+++ EXTRAIT DU DOCUMENT
Propos recueillis par Wilson Le Personnic

Publié le 5 mars 2015

Avec Bioround-G et Des Bords de Rond-Point, deux performances en forme de fausses conférences, Colyne Morange interroge les mécanismes de création, les logiques institutionnelles et la place de la fiction dans nos récits collectifs. Entre humour, critique douce et ambiguïté assumée, elle explore des espaces marginaux, comme les ronds-points, pour y faire surgir un théâtre du doute.

Tu as créé Bioround-G en 2012. Peux-tu retracer la genèse de cette pièce ?

Je suis toujours en train d’écrire, sans objectif particulier. À cette époque, mes textes personnels avaient tous une unité commune : il s’agissait toujours d’une personne qui présentait des projets à d’autres gens, sans vraiment de contexte ni d’interlocuteur définissable. Au final, le texte le plus intéressant, le plus abouti, et peut-être le plus fou, c’était ce texte qui parlait d’une pomme sur un rond point. J’ai aussi rédigé pendant plusieurs années la plaquette de saison du TU-Nantes et je passais mes journées à lire des projets et des dossiers de présentation. Je souhaitais également monter un projet sans production et j’ai eu la possibilité de faire trois semaines de résidence dans les locaux de l’association Lolab à Nantes, puis tout s’est enchaîné assez rapidement. J’ai invité le musicien Mathias Delplanque à faire la musique. Au départ nous étions tous les deux sur le plateau, mais être seule convenait mieux à cette logique de conférence.

Je crois qu’à cette époque tu travaillais également sur la création Des Bords de Rond-Point. Peux-tu présenter cette pièce ?
++++++
+++ DONNÉES FOURNIES
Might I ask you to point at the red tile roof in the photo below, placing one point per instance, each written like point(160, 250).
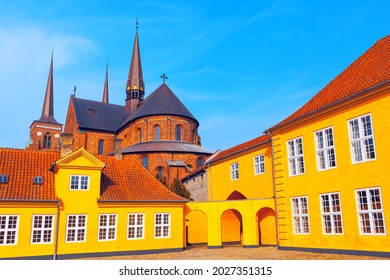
++++++
EXERCICES À FAIRE:
(A) Expliquez en une à trois phrases, d'après l'entretien sur Bioround-G, pourquoi Colyne Morange s'est finalement retrouvée seule sur le plateau.
(B) Poursuivez l'entretien sur Bioround-G à partir de la dernière question posée.

RÉPONSES PAR EXERCICE:
(A) Au départ, Colyne Morange partageait le plateau avec le musicien Mathias Delplanque. Elle a fini seule en scène parce qu'être seule convenait mieux à la logique de conférence de la pièce.

(B)
En effet, ces deux projets sont un peu nés en même temps. Avec Bioround-G c’était plus l’idée d’un one-shot, une petite forme sans production qui s’adapte au lieu dans lequel elle est présentée. Mais je voulais également élargir cette forme. L’écriture Des Bords de Rond-Point est partie de la dernière scène de notre précédent spectacle Ô l’air frais des bords de route qui se terminait par un attentat à la bombe dans une station service. L’idée était d’avoir un nouveau point de vue, dans Ô l’air frais des bords de route on voyait cette micro société fictive de l’intérieur, jusqu’à l’attentat. Ici, l’idée était de construire du réel autour de cette fiction : j’ai alors imaginé que 10 ans après cet attentat, un mémorial serait commandité. Je réponds donc à l’appel d’offre qui a été lancé pour la construction d’un mémorial aux personnes décédées durant l’attentat. Avec Des Bords de Rond-Point, j’ai développé au départ une recherche assez sincère, je me suis posée la question « Qu’est-ce que je ferais, moi, si on me proposait de réaliser un mémorial ? ». Toutes les réponses à cette question ont créé l’impulse des propositions que nous voyons pendant le spectacle. Cette recherche s’est développée en collaboration avec deux autres artistes : Heike Bröckerhoff, dramaturge et performeuse allemande et Pierre Bouglé, régisseur et créateur sonore.

C’est intéressant de souligner que ces deux performances font toutes les deux écho à un espace architectural particulier : le rond-point.

En effet, les non-lieux sont des espaces qui m’intéressent. Les ronds-points sont des espaces aménagés et publics, mais personne n’est généralement autorisé à aller dessus, le point commun avec les aires d’autoroutes, c’est l’idée du non-lieu. Détail anodin mais qui peut expliquer mon obsession : j’habite à Nantes, ville où il y a le plus de rond-point en France.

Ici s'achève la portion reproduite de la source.